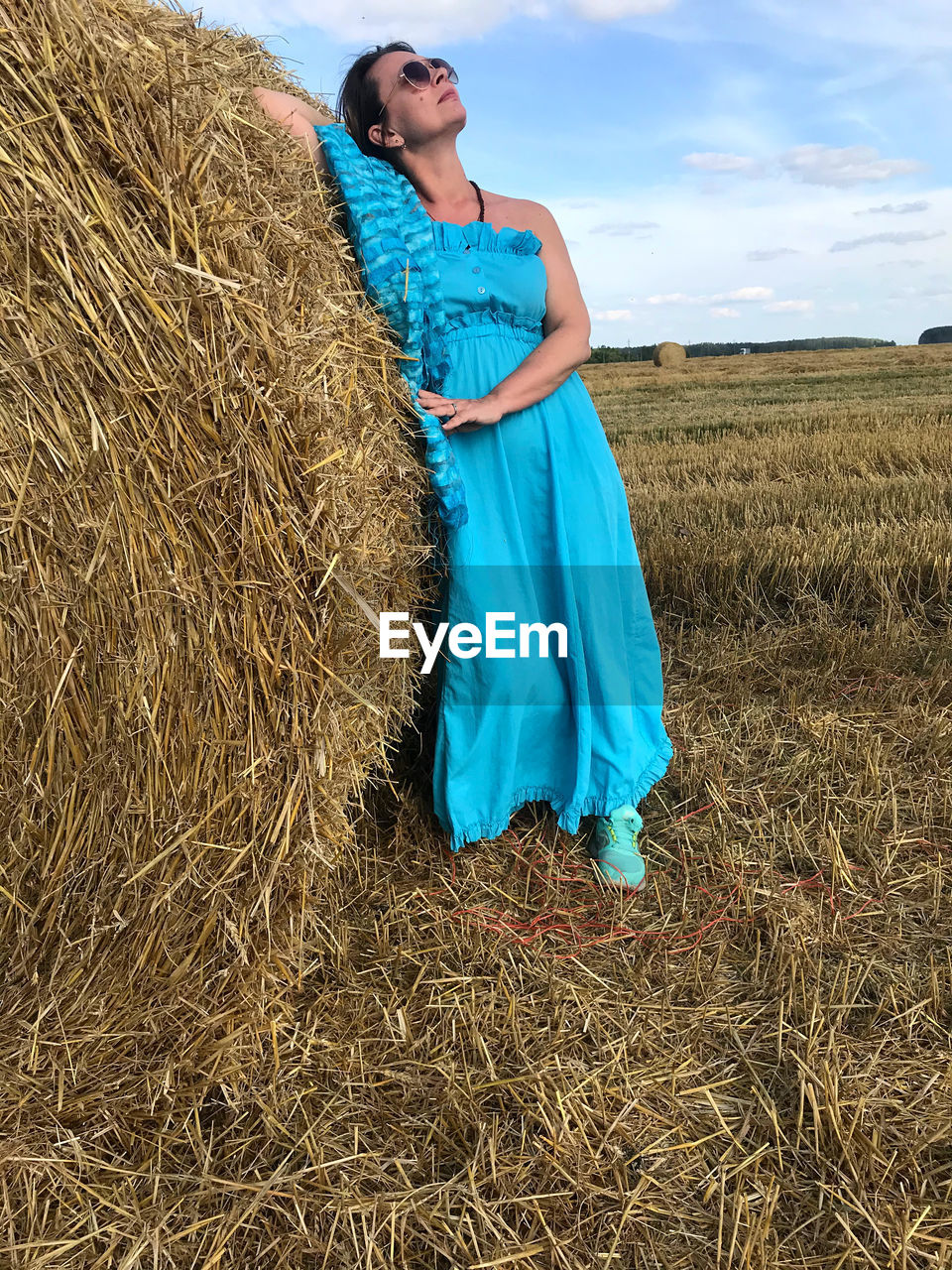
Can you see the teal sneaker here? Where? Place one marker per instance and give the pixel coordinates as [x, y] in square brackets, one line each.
[615, 848]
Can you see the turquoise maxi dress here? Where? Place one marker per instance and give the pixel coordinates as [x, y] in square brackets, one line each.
[542, 534]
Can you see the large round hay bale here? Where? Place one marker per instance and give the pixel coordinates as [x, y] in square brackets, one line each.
[937, 335]
[667, 353]
[209, 490]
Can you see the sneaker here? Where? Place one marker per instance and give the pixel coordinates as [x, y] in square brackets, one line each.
[615, 848]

+--

What needs to be done: Return, unchanged, the lines from the one containing "Can you see the turquoise" through the last line of the records, both ends included.

The solution:
Can you see the turquoise maxi dress here? Where? Place one marker per instance and give the pixel coordinates as [x, y] in square brackets, one line each.
[542, 534]
Can you see the large round hay bale here? Where? Place one marker per instance and give the pixel coordinates as [x, y] in square brackets, one line each.
[937, 335]
[667, 353]
[209, 490]
Can you see the sneaker here? Where? Place one marker per instance and give the pixel coordinates as [x, y] in square brackets, one line each.
[615, 848]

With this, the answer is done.